To be done
From the records below, extract every line that contains the string "black".

Dataset rows:
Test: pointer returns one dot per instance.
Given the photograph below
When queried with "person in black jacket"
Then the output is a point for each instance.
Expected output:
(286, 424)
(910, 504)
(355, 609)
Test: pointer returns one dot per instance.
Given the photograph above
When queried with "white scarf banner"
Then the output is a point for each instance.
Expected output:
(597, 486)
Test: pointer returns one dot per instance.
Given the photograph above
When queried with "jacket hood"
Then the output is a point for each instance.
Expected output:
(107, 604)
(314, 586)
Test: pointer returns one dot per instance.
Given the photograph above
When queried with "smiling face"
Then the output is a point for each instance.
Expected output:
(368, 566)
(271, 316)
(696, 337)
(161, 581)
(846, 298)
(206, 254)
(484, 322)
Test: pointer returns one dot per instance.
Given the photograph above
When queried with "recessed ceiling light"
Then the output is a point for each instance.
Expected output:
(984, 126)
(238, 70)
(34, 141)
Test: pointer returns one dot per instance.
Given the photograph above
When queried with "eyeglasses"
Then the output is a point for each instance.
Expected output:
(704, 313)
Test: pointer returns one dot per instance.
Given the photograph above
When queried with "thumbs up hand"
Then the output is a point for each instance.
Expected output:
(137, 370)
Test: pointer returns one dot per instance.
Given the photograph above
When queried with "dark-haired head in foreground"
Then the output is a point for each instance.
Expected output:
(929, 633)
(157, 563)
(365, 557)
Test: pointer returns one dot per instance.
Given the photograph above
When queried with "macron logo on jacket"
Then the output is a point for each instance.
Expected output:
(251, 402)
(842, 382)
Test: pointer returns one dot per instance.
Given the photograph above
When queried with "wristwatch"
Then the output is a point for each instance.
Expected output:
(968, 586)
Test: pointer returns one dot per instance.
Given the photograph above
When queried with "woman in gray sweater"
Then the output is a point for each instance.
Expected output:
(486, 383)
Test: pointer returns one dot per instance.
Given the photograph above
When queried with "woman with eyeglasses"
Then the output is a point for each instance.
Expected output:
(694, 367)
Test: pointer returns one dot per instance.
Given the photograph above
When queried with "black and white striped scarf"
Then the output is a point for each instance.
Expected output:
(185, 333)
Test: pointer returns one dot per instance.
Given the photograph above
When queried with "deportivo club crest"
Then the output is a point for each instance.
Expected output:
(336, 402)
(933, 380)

Reply to the task
When queried with "person in black jacket"
When queried with "black and white striped scarf"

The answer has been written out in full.